**TASK ITEM:** Each line holding the string "every" is to be copied from the data.

Region pointing data:
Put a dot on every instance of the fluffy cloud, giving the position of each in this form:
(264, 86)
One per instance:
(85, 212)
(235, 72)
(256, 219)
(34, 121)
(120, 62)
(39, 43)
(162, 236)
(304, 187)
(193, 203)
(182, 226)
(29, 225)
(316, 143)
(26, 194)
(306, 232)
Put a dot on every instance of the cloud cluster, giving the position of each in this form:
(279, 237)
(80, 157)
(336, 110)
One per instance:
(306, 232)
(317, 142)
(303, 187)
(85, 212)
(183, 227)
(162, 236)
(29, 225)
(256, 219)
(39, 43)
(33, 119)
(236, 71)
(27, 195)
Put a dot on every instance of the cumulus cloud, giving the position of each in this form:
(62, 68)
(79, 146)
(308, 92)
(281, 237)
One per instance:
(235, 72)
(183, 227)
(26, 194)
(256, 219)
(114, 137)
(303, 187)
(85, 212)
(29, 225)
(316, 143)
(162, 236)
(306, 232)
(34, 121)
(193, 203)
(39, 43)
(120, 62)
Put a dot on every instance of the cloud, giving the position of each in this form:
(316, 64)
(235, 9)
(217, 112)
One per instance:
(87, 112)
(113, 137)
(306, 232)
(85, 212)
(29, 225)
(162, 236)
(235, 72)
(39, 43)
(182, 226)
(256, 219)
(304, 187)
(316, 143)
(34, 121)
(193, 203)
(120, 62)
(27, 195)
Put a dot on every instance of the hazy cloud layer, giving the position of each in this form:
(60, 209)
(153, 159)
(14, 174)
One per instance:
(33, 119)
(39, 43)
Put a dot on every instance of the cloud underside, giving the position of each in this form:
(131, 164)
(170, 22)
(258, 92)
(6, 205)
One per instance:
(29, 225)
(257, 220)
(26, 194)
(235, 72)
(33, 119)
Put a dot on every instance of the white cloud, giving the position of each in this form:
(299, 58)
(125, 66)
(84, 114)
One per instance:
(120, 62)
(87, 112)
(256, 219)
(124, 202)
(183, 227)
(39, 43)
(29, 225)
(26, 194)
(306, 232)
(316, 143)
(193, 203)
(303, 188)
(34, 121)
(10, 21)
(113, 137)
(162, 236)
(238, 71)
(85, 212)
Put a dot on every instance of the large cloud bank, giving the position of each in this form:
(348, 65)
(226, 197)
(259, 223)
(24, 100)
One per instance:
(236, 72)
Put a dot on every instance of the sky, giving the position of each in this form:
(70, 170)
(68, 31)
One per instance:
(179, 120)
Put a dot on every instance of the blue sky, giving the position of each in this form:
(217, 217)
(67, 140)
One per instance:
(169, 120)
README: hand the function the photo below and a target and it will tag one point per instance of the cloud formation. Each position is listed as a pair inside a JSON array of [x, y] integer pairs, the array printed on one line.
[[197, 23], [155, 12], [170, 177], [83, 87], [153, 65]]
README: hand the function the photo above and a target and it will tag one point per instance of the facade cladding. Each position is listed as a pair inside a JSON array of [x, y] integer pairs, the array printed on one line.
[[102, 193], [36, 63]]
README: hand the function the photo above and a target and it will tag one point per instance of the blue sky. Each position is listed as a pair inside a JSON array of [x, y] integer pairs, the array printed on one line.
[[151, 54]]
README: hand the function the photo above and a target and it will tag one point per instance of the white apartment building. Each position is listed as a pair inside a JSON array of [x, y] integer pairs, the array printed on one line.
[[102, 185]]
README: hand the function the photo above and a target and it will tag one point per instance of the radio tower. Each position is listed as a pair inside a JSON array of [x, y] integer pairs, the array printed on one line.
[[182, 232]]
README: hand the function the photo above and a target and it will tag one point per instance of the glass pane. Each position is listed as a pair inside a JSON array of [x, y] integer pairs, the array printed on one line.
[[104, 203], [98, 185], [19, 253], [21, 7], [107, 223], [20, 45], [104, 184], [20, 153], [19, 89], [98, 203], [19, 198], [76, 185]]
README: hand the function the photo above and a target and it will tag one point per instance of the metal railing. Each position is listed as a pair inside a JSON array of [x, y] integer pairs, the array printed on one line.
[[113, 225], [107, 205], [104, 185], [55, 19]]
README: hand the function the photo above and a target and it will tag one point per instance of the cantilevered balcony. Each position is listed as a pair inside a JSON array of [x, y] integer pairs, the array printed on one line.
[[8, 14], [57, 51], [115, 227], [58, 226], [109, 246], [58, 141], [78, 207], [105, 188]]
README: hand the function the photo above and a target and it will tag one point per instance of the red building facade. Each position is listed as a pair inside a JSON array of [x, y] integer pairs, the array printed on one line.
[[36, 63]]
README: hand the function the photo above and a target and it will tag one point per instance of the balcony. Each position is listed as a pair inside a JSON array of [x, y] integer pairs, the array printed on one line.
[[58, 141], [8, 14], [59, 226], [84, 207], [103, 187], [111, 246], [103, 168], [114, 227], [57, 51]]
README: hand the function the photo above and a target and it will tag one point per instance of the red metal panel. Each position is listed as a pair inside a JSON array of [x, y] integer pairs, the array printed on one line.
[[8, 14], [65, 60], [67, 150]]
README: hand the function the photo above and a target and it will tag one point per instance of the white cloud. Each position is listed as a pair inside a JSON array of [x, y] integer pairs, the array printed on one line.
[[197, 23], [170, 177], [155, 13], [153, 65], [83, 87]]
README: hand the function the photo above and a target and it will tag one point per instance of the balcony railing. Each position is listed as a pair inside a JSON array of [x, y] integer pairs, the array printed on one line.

--

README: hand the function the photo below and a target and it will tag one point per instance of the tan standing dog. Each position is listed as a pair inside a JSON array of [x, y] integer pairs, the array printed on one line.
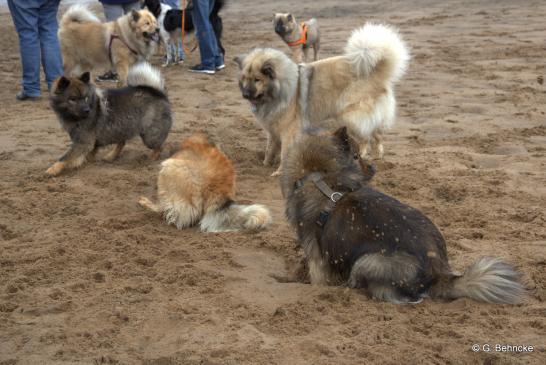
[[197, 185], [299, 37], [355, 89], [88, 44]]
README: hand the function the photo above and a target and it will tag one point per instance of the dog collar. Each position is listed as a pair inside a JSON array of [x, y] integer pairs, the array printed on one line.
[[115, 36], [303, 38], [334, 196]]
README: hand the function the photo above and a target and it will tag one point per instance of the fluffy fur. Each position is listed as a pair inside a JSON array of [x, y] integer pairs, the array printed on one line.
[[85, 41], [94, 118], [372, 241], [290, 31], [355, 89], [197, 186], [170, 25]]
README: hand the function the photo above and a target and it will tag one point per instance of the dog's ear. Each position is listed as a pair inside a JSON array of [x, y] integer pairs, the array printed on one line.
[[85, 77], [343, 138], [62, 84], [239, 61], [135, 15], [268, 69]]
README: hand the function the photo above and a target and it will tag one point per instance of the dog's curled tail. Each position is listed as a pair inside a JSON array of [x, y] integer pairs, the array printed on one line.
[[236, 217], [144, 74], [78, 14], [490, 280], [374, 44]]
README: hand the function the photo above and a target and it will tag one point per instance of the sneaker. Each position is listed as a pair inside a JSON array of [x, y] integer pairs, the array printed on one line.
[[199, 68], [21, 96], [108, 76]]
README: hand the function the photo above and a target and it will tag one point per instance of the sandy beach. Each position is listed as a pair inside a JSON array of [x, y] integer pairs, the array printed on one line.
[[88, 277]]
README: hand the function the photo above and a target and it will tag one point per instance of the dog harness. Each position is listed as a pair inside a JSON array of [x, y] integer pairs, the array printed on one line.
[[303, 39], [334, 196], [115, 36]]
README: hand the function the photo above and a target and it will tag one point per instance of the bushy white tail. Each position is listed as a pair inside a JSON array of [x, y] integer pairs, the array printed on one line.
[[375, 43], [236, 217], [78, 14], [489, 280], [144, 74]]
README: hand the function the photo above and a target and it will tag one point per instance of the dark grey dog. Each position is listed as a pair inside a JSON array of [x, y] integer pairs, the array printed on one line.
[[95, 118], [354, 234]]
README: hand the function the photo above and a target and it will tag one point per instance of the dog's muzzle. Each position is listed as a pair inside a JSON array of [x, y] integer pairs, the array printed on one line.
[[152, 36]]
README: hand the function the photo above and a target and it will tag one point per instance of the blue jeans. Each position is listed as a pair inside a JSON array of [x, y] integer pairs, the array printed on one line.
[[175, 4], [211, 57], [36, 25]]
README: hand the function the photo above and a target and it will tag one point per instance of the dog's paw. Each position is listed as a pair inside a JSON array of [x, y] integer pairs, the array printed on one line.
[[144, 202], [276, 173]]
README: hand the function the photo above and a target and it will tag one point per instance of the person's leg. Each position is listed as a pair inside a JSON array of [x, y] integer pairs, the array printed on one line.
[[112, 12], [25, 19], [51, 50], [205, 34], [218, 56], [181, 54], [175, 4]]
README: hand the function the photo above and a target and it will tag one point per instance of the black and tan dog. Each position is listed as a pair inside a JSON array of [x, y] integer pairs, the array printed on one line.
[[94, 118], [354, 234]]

---

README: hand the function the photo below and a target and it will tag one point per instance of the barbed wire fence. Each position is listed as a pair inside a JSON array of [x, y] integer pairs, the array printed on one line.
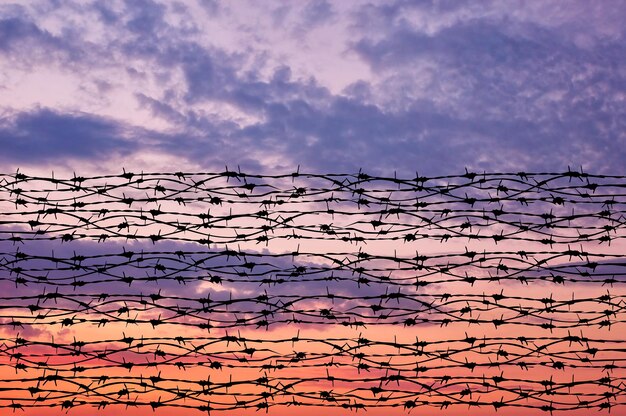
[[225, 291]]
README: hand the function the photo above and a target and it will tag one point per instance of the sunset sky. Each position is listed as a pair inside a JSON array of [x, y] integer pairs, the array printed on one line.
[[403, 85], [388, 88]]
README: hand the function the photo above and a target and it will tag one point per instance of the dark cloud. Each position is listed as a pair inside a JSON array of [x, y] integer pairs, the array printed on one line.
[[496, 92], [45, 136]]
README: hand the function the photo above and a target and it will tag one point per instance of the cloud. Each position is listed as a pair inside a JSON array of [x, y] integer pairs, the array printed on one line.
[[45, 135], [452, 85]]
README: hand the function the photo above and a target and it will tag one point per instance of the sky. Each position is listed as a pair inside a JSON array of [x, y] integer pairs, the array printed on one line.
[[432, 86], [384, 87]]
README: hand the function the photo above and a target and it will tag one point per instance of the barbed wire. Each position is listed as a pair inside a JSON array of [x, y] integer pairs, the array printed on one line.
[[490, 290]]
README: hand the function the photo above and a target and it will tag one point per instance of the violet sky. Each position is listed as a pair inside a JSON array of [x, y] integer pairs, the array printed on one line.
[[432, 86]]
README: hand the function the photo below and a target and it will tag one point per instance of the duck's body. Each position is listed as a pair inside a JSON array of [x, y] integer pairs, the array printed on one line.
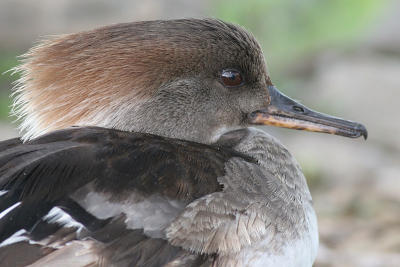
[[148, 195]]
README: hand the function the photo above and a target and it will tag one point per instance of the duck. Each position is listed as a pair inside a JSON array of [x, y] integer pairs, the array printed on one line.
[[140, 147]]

**FINISHED EXERCISE:**
Put a dot on every instance of the fluffy cloud, giving the position of each in this form:
Put a dot on every instance of the cloud cluster, giving the position of each in this form:
Put a dot on every instance of the cumulus cloud, giving the position of each in this form:
Put a dot on every instance of the cloud, giving the position of each in this form:
Put a dot on every instance of the hazy cloud layer, giving the position of each in this form:
Put a dot on every instance of the cloud underside, giving the position of each in this form:
Put a dot on every instance of the white cloud, giving the position of each in this form:
Put a dot on every instance of the large cloud bank, giving the position of each in this form:
Put a dot on every instance of the sky, giving the position of each in this form:
Put a dot on every instance of the blue sky, giving the position of each in this form:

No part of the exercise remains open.